Исходный текст »
[<<Содержание] [Архив] ЛЕХАИМ АПРЕЛЬ 2005 АДАР-2 5765 – 4 (156)
Из юношеской переписки МАРКА Антокольского
С. Ан-ский
В своей «Автографии», доведенной всего только до середины 70-х годов, М. М. Антокольский обходит совершенным молчанием свое детство и едва упоминает о юношеских годах жизни – до поездки в Петербург. Описывая подробно события, впечатления и работы первого периода своей творческой деятельности, он лишь мимоходом упоминает о частых поездках на родину, в Вильно, причем приводит два-три анекдотических эпизода, показывающих, насколько он, с его стремлениями и работами, не был понят в родной среде. Но он ни слова не говорит о тех духовных нитях, которые продолжали связывать его с оставленной средой, по крайней мере, с отдельными ее представителями (помимо родных). Только в одном месте он мимоходом отмечает: «Лето прожил недалеко за городом (Вильно) с одним больным приятелем».
Этот «больной приятель» – звали его Byльф Яковлевич Барель – был, насколько можно судить по письмам к нему Антокольского, самым близким другом юношества великого скульптора. Познакомившись с Барелем на 18-м году жизни, Антокольский вскоре тесно сдружился с ним, сделался у него в доме своим человеком, переписывался с ним во время пребывания своего в Петербурге, делился с ним впечатлениями, радостями и горестями; иногда прибегал к его помощи, преимущественно по поводу собственных семейных дел, дарил ему свои работы и сохранил эту дружескую связь до самой смерти В. Бареля (1871).

Задание a » Представьте в виде таблицы Markdown записи от строки с «Please identify the gray steel» до конца записей включительно, пропустив пустые строки. Столбцы назовите «№» и «Строка».
Текст и записи друг с другом никак не связаны.

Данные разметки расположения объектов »
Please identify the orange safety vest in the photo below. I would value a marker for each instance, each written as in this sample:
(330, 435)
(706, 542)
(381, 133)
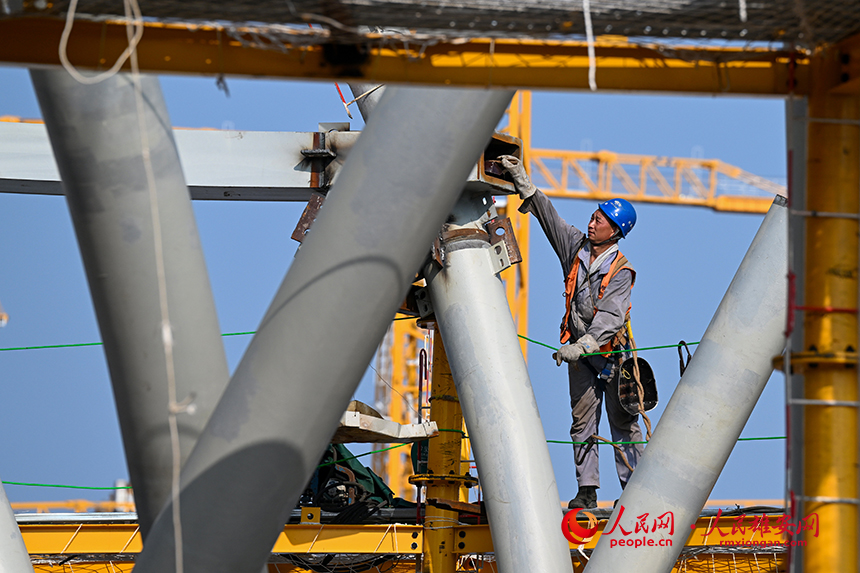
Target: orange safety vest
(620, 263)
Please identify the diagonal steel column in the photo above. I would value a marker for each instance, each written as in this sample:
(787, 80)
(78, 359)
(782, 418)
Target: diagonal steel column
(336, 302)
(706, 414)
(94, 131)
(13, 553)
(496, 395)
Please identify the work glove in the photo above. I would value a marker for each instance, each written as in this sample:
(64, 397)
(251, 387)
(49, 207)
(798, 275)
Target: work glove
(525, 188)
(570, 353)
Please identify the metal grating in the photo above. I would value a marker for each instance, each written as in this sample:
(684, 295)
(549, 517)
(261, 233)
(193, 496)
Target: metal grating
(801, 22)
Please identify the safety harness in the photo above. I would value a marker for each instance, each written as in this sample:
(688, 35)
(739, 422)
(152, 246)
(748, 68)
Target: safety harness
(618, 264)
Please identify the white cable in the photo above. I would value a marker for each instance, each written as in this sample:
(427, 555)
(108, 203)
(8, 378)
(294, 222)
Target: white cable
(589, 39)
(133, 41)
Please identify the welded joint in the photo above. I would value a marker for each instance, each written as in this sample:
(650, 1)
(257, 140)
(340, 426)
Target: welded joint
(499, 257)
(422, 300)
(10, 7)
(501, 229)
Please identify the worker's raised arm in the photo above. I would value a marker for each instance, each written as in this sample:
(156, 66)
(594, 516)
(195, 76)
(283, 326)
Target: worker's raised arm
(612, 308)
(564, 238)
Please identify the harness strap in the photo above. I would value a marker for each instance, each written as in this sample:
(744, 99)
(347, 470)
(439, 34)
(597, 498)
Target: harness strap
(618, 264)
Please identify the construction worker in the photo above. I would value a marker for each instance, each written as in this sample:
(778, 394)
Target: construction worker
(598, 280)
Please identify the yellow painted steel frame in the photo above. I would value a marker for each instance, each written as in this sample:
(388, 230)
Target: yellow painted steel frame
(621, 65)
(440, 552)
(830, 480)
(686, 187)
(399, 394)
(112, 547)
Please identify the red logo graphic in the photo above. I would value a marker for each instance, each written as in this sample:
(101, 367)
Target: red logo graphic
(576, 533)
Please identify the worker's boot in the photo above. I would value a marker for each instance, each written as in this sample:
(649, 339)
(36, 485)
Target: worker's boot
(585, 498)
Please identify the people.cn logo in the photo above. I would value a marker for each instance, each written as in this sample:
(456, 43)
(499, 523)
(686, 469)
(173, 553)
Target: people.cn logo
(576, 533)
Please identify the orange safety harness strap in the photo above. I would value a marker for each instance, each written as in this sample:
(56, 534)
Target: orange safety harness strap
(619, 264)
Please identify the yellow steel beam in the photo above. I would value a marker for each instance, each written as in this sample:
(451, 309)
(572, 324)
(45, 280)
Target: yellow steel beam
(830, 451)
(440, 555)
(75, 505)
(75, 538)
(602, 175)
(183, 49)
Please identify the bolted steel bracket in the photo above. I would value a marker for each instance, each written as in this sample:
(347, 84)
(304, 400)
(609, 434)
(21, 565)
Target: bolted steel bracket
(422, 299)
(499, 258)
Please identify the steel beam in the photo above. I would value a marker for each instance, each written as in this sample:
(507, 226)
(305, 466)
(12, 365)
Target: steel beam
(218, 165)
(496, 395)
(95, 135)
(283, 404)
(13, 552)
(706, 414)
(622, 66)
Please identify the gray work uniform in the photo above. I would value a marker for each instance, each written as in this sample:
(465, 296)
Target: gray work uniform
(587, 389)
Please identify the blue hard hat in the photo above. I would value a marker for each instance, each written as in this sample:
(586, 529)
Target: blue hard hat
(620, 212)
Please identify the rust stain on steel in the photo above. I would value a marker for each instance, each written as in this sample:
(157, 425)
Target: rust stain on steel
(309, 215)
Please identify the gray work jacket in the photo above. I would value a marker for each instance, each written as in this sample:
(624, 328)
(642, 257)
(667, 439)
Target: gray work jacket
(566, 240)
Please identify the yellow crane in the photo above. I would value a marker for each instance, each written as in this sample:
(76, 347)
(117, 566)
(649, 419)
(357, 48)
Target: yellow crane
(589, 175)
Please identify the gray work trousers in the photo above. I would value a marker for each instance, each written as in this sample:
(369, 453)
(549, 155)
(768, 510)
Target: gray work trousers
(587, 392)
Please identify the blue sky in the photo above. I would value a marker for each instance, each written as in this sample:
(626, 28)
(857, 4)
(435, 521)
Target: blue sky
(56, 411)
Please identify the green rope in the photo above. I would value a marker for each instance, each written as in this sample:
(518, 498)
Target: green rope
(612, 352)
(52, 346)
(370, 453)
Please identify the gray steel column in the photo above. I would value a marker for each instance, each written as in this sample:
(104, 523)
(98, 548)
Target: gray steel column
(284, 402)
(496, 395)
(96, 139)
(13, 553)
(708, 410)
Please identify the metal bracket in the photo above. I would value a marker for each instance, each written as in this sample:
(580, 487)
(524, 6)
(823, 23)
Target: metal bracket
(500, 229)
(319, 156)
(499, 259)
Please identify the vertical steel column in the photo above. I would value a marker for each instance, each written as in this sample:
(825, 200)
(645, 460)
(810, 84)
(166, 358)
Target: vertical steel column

Задание b » На каком году жизни Антокольский, согласно тексту, познакомился с Барелем?

Ответ a »
| № | Строка |
|---|---|
| 1 | Please identify the gray steel column in the photo above. I would value a marker for each instance, each written as in this sample: |
| 2 | (104, 523) |
| 3 | (98, 548) |
| 4 | Target: gray steel column |
| 5 | (284, 402) |
| 6 | (496, 395) |
| 7 | (96, 139) |
| 8 | (13, 553) |
| 9 | (708, 410) |
| 10 | Please identify the metal bracket in the photo above. I would value a marker for each instance, each written as in this sample: |
| 11 | (580, 487) |
| 12 | (524, 6) |
| 13 | (823, 23) |
| 14 | Target: metal bracket |
| 15 | (500, 229) |
| 16 | (319, 156) |
| 17 | (499, 259) |
| 18 | Please identify the vertical steel column in the photo above. I would value a marker for each instance, each written as in this sample: |
| 19 | (825, 200) |
| 20 | (645, 460) |
| 21 | (810, 84) |
| 22 | (166, 358) |
| 23 | Target: vertical steel column |

Ответ b » На 18-м году жизни.